• **GOAL**
Below are some records. Quote exactly the lines from the one that contains "Q: For each instance of the gravel" through the last, both included, and leave out the pictures.

-- begin EXTRACTED MATERIAL --

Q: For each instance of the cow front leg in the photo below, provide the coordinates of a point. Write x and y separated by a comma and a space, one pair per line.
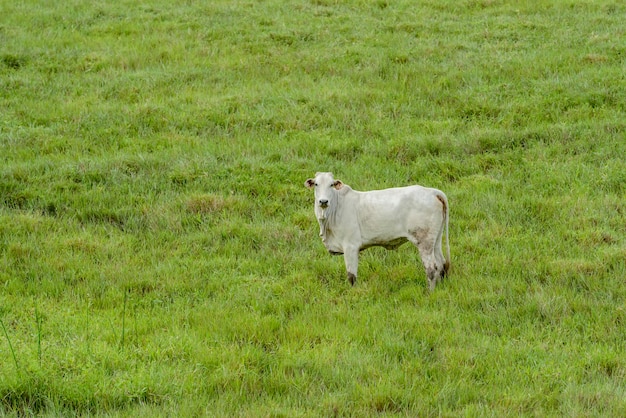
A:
351, 257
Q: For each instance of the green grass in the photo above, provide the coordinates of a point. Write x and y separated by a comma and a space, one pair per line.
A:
159, 253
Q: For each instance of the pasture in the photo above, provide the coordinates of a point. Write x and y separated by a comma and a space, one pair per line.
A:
159, 255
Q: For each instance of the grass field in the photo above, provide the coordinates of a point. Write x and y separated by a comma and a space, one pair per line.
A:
158, 250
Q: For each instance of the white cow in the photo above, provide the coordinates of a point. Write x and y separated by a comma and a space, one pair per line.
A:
351, 221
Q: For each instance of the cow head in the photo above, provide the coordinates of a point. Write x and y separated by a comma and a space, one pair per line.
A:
325, 186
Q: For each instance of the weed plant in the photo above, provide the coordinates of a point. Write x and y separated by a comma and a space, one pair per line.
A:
159, 254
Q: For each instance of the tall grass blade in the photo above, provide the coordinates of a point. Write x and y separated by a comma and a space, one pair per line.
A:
6, 334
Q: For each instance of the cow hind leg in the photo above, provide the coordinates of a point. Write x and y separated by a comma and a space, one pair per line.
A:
432, 260
351, 258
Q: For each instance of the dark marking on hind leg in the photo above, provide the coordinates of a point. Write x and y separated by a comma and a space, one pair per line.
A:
352, 278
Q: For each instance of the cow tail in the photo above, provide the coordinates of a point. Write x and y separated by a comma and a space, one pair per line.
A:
446, 216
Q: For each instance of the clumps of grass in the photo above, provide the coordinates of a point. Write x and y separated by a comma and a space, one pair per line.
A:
209, 203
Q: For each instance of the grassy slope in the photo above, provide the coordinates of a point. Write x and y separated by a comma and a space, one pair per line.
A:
158, 251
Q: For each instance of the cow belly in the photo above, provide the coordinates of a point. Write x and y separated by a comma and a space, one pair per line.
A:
389, 245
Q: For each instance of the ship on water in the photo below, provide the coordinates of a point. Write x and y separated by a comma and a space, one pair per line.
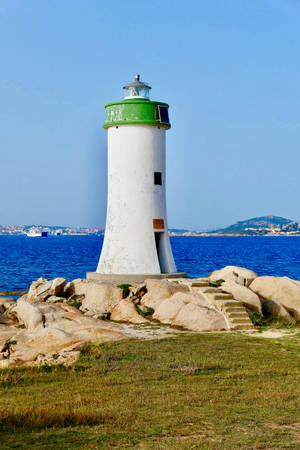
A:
36, 232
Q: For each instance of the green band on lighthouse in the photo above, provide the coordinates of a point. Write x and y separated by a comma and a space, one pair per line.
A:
136, 111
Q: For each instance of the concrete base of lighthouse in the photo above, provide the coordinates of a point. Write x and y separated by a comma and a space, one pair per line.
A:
132, 278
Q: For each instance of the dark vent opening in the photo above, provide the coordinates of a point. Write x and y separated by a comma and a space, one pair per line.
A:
158, 178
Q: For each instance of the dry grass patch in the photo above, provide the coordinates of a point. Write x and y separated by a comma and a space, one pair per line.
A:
190, 391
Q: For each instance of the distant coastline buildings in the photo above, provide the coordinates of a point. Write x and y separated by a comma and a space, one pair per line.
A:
258, 226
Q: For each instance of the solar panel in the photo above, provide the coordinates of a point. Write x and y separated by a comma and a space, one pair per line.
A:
163, 114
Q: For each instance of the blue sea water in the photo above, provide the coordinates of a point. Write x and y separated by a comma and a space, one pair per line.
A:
24, 259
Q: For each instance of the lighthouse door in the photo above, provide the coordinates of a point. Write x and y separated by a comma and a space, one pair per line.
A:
159, 249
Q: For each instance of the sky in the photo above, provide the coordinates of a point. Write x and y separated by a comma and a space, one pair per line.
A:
229, 70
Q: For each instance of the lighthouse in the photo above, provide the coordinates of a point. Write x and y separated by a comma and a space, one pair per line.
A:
136, 242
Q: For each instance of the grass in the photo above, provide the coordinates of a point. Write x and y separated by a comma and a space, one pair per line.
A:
125, 288
271, 321
210, 391
13, 293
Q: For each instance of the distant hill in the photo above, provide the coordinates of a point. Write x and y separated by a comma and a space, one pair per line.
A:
256, 223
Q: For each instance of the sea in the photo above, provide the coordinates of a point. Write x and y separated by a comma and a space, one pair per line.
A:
24, 259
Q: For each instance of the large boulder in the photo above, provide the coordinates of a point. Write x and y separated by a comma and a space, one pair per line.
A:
196, 316
240, 275
199, 318
159, 290
125, 311
100, 297
191, 311
52, 329
42, 289
243, 294
276, 309
280, 289
29, 314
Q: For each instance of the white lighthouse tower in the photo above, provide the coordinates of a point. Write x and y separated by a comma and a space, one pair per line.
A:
136, 242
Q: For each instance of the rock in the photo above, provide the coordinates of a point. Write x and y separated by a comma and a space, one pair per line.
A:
136, 293
243, 294
69, 289
51, 328
280, 289
159, 290
125, 311
193, 315
5, 303
199, 318
101, 297
79, 286
276, 309
54, 299
167, 310
240, 275
28, 314
42, 289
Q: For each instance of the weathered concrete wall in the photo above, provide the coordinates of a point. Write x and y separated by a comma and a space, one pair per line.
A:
135, 152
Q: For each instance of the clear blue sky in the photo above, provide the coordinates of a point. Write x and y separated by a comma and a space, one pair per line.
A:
228, 68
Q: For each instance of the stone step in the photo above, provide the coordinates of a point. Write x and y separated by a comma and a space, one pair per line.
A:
200, 284
238, 320
236, 314
242, 326
210, 290
231, 304
223, 297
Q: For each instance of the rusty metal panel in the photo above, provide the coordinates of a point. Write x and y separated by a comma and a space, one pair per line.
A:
158, 224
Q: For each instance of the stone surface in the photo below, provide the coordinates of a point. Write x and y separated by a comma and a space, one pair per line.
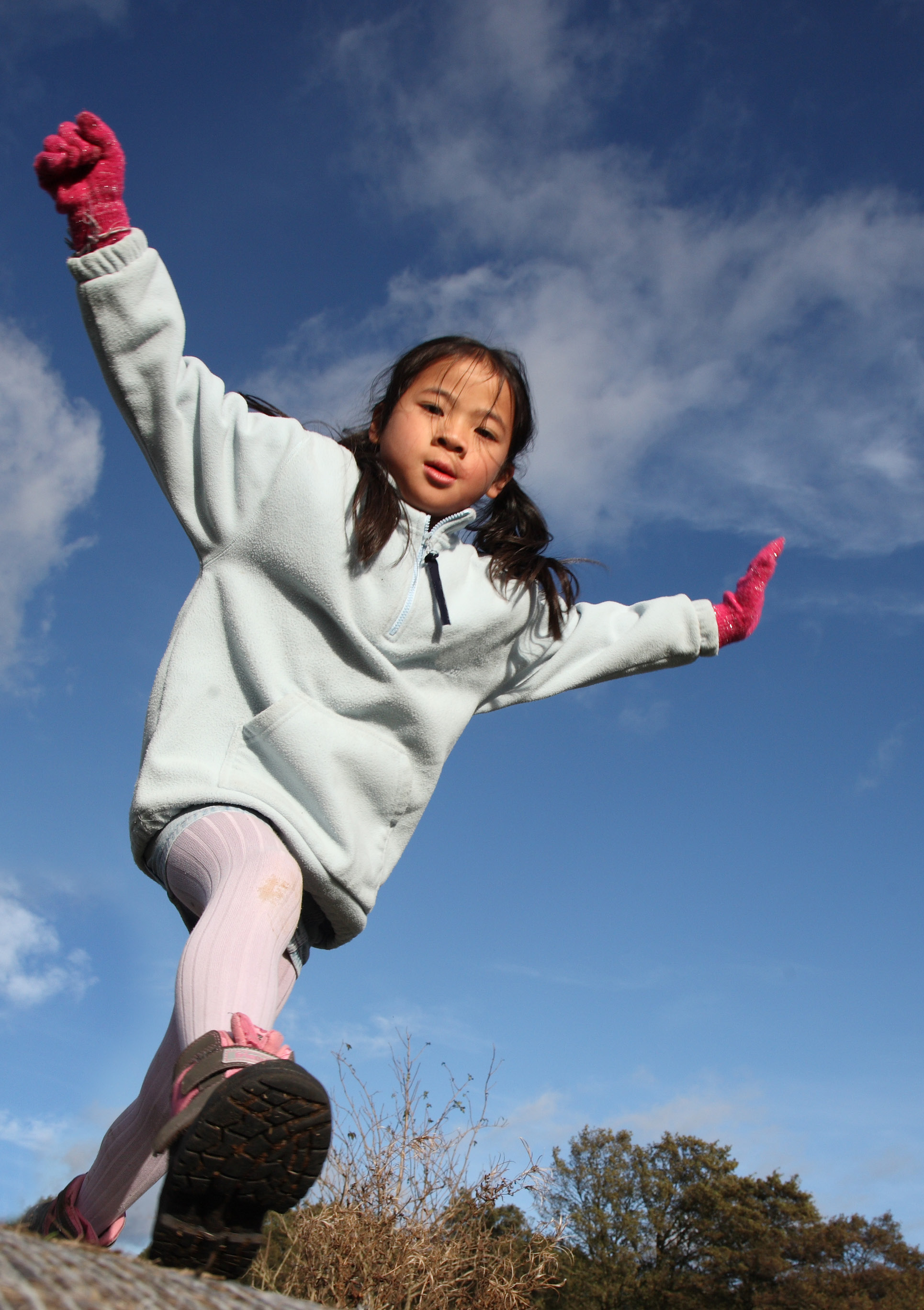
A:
37, 1274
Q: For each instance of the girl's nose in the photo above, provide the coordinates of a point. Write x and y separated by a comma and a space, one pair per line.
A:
452, 442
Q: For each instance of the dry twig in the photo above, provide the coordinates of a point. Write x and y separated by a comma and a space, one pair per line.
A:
398, 1223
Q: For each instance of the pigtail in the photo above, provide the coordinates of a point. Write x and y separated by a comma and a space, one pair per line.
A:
376, 507
515, 534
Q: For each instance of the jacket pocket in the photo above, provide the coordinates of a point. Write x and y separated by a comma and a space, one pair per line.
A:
338, 783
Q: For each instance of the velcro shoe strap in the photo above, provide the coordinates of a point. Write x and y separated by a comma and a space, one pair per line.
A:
219, 1061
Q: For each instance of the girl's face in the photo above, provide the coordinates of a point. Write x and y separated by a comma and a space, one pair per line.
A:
448, 438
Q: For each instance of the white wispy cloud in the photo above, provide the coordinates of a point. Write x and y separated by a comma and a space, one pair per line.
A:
31, 1134
882, 759
32, 967
50, 459
754, 370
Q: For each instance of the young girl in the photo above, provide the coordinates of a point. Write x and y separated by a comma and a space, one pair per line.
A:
338, 640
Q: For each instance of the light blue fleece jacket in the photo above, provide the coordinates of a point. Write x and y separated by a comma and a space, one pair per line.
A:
321, 695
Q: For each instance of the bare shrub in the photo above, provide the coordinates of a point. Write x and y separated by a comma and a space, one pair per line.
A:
397, 1219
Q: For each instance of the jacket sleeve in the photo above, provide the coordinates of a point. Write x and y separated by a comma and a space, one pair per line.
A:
213, 459
605, 641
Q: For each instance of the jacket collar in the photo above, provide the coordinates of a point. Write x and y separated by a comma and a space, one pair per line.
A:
443, 534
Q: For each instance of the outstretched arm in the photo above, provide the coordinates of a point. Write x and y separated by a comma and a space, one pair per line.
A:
609, 640
83, 168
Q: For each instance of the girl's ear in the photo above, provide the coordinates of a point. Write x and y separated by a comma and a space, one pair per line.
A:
373, 425
500, 482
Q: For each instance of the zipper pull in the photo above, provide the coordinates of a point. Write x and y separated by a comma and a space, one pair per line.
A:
436, 583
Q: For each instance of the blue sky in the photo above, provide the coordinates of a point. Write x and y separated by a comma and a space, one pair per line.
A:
686, 902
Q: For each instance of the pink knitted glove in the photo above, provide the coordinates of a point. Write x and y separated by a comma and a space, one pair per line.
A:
83, 167
740, 611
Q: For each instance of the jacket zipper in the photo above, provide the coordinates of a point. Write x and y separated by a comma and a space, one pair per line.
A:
427, 557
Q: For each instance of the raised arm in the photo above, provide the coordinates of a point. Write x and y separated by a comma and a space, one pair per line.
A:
213, 459
609, 640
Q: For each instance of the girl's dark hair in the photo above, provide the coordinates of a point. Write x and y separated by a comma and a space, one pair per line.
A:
511, 528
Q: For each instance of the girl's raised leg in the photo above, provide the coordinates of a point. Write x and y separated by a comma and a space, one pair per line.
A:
235, 873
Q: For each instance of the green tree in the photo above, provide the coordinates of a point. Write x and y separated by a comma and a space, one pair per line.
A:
675, 1227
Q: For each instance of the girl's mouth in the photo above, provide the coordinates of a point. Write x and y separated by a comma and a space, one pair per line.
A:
439, 475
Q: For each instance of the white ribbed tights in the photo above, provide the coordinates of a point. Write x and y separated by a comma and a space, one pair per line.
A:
232, 870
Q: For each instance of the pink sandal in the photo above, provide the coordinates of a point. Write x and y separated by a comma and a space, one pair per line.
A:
249, 1134
58, 1216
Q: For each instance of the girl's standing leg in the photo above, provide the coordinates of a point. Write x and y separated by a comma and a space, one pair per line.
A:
232, 870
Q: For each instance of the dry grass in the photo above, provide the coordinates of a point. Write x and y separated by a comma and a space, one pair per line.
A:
398, 1221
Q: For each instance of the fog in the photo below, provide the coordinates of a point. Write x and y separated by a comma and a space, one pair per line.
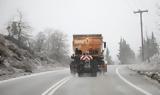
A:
114, 19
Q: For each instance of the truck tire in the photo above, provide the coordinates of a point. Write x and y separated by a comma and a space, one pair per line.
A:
79, 74
94, 74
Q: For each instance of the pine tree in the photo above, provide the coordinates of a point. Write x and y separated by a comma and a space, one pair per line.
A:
150, 47
126, 55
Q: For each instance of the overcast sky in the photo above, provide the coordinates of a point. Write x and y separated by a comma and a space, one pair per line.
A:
111, 18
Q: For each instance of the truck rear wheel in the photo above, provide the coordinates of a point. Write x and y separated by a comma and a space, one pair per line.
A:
94, 74
79, 74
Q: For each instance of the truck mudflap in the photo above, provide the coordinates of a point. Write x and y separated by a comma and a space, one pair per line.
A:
103, 68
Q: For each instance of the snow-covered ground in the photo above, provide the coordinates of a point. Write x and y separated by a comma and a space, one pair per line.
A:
150, 69
39, 69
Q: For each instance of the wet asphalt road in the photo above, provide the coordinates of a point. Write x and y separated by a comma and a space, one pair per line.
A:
126, 83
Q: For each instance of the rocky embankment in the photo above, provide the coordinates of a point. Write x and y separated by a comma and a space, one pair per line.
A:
15, 61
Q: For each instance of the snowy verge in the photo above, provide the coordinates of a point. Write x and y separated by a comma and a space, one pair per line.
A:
150, 70
38, 70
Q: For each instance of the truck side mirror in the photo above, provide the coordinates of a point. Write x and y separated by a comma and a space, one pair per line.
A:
104, 44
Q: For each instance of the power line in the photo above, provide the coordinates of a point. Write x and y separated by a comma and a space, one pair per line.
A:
141, 23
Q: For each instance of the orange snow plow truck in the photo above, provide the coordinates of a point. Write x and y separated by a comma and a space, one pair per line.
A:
88, 54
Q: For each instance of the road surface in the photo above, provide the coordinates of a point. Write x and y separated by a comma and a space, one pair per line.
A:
119, 80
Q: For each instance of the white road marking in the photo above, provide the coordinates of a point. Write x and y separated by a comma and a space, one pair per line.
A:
53, 91
131, 84
53, 88
32, 75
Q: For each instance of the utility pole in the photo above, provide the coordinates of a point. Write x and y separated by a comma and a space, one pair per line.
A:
141, 23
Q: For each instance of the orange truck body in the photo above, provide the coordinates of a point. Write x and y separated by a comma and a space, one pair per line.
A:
88, 42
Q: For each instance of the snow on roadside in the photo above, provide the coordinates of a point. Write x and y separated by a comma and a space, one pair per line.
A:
150, 69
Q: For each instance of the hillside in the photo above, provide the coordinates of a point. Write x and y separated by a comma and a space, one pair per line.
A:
15, 61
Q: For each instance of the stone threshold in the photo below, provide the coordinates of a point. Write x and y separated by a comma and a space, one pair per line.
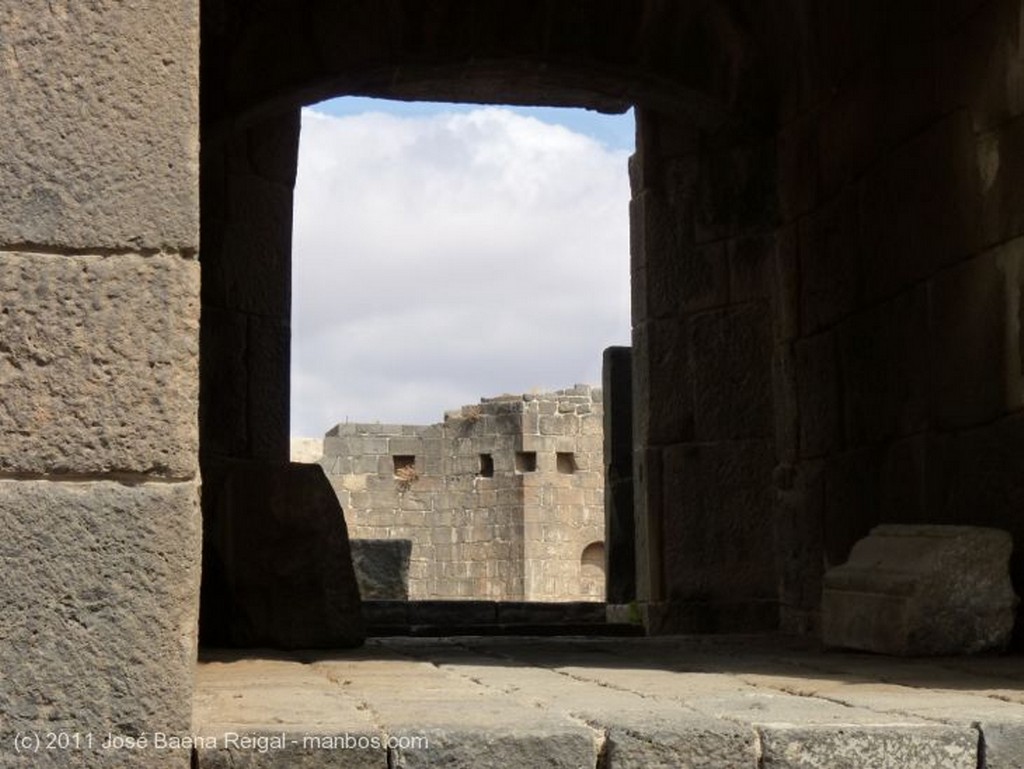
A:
606, 703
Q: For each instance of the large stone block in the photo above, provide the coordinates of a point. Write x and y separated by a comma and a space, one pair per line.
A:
969, 352
818, 395
934, 182
276, 564
717, 520
922, 590
663, 383
97, 610
829, 258
98, 364
731, 357
815, 746
105, 98
884, 354
382, 567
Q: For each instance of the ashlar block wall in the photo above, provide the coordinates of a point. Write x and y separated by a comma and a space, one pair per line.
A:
501, 501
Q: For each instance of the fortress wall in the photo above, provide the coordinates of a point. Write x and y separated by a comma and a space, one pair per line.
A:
482, 523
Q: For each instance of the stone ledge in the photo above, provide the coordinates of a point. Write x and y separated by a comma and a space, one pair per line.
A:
99, 365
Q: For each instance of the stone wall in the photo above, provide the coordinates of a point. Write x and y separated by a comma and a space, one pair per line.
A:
500, 501
99, 299
897, 342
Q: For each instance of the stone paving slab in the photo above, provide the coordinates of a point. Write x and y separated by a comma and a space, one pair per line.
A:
727, 702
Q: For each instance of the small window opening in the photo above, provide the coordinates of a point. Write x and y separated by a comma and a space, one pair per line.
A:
525, 462
486, 466
565, 463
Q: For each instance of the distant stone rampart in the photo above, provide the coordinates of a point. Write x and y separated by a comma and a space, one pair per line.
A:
504, 500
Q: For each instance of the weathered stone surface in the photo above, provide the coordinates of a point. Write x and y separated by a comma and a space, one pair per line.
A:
107, 153
933, 181
717, 518
884, 357
829, 256
969, 351
732, 382
620, 527
97, 615
838, 748
663, 383
922, 590
382, 567
1004, 743
98, 364
817, 395
276, 566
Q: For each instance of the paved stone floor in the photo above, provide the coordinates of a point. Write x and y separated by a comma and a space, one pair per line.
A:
606, 703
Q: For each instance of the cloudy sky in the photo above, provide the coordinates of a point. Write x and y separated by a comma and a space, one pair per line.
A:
445, 253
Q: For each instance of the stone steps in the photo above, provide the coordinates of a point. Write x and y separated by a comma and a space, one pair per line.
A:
605, 703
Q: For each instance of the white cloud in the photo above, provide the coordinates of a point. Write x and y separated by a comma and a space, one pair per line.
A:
438, 259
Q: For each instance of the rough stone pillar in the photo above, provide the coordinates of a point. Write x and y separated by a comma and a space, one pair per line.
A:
98, 364
248, 184
702, 239
620, 527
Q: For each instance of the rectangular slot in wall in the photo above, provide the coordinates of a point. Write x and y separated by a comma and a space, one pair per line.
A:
525, 462
565, 463
486, 466
404, 466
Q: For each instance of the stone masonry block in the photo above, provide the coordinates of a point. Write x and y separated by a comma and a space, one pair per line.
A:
98, 612
731, 358
829, 257
794, 746
884, 354
717, 519
922, 590
98, 364
276, 564
969, 351
818, 395
934, 182
105, 96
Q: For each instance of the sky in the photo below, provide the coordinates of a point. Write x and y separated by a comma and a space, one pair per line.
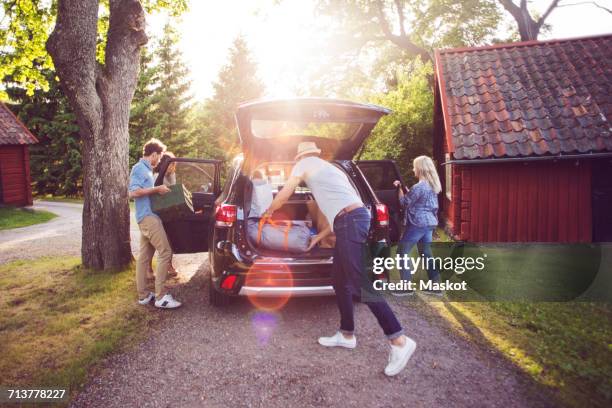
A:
287, 36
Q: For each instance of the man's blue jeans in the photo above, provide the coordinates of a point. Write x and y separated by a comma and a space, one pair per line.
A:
422, 237
349, 273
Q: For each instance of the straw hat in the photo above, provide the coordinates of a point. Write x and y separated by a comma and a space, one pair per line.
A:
305, 148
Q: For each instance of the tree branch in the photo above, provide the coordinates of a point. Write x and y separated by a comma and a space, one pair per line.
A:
125, 37
72, 46
402, 41
400, 16
549, 10
585, 3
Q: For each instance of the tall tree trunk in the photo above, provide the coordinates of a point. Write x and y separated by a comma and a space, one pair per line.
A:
529, 28
100, 97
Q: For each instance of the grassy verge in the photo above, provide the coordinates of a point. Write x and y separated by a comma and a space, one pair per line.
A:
58, 320
566, 347
563, 346
75, 200
62, 199
18, 217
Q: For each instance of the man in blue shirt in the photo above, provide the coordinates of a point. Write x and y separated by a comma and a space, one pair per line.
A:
152, 234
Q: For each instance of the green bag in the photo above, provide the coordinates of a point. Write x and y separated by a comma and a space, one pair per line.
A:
173, 205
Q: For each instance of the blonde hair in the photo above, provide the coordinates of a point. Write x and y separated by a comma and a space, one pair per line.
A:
425, 169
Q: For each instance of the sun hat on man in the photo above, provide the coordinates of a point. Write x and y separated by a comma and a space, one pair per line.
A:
306, 148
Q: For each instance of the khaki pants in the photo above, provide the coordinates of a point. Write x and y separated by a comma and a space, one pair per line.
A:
152, 238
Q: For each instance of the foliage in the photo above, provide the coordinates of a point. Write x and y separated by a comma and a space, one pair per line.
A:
143, 120
23, 33
61, 319
407, 132
426, 23
56, 160
237, 82
171, 96
25, 27
19, 217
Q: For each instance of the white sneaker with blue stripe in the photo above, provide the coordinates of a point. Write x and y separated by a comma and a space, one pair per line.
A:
167, 302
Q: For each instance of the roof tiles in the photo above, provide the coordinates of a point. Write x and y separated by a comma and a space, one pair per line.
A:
526, 99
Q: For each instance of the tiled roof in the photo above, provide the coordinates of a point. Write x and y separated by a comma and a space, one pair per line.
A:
12, 131
527, 99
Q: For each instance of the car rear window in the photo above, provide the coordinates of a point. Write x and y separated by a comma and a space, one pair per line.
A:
269, 129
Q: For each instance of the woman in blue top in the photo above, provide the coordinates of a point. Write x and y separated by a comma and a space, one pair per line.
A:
420, 206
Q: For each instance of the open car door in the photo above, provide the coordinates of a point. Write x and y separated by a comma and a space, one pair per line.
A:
190, 233
380, 174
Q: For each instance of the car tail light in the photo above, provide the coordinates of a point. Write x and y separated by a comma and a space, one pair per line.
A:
225, 216
229, 282
382, 215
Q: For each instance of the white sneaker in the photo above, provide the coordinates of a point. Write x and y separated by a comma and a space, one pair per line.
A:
338, 340
167, 302
147, 299
399, 356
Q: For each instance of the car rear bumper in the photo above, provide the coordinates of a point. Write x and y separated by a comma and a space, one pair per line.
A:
291, 291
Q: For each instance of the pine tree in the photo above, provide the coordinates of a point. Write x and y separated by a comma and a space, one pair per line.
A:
237, 82
171, 97
143, 119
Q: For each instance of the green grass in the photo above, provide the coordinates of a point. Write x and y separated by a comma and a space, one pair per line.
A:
563, 346
18, 217
58, 320
62, 199
65, 199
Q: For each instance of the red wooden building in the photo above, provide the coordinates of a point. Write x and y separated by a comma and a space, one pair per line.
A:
523, 139
15, 184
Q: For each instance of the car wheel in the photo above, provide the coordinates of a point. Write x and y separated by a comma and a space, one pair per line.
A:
217, 298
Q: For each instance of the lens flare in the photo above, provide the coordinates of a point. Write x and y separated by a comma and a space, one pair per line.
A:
263, 276
263, 324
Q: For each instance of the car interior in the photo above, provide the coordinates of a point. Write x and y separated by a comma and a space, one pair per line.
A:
300, 207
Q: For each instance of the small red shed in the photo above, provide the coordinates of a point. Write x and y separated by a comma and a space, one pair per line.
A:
523, 140
15, 183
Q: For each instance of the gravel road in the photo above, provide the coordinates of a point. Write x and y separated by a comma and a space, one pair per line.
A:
60, 236
201, 356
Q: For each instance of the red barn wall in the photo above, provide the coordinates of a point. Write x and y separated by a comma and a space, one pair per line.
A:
522, 202
15, 175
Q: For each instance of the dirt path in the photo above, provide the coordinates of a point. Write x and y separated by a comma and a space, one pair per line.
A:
60, 236
200, 356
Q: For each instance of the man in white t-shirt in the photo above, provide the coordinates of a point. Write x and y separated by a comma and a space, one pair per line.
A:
350, 220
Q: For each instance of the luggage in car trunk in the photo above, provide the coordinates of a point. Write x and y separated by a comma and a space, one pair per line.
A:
290, 236
174, 204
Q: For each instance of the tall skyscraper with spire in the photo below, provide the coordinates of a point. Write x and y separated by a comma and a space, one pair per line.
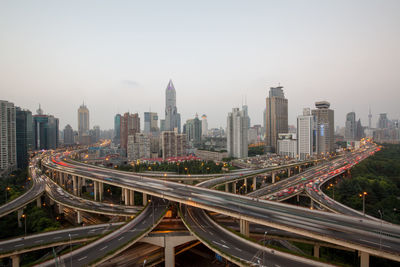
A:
172, 117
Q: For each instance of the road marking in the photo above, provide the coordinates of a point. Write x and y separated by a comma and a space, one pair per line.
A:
222, 245
375, 243
82, 258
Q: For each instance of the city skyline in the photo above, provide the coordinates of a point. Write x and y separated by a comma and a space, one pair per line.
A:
120, 64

-- end EXTRACTED MATERIAL --

• **SOLUTION TO THE PROBLEM**
Q: For each instance of the gravel road in the photo above, provide the coordinates of a point. Write x and y separated by a comma and a space, one pair per line.
A:
60, 236
201, 356
Q: For each instance of the red barn wall in the photo above, provide the coordinates of a point. Write x and y separated by a comma and a space, one pair per line.
A:
522, 202
15, 175
Q: For each instance of the dirt path in the photo above, provide the coordinates of a point. Write x and y separated by a comma and a space, one pair per line.
A:
60, 236
200, 356
Q: For each instance of the man in white t-shirt in the photo above, provide the coordinates of a point. Write x and y separated by a comma and a space, one pair per line.
A:
350, 220
Q: For each instance of the luggage in car trunk in the photo above, provide the coordinates of a point. Write x and y separated by a comma and a space, one pair per line.
A:
290, 236
174, 204
Q: For each instance of the tall skyscraper with spire in the photo below, provide the coordinates of a point. Write x and y separated by a comma and a space, one pair per line.
A:
172, 117
Q: For each instance of the road marking in the photo above, provide the coordinates of a point. Write x and y separated by a comma and a space, one pair per line.
A:
222, 245
375, 243
82, 258
Q: For each instance of the city skyline in the photo above, provide the coordinates of a point. Write x and y separated by a comma and a space, one pair per line.
A:
120, 64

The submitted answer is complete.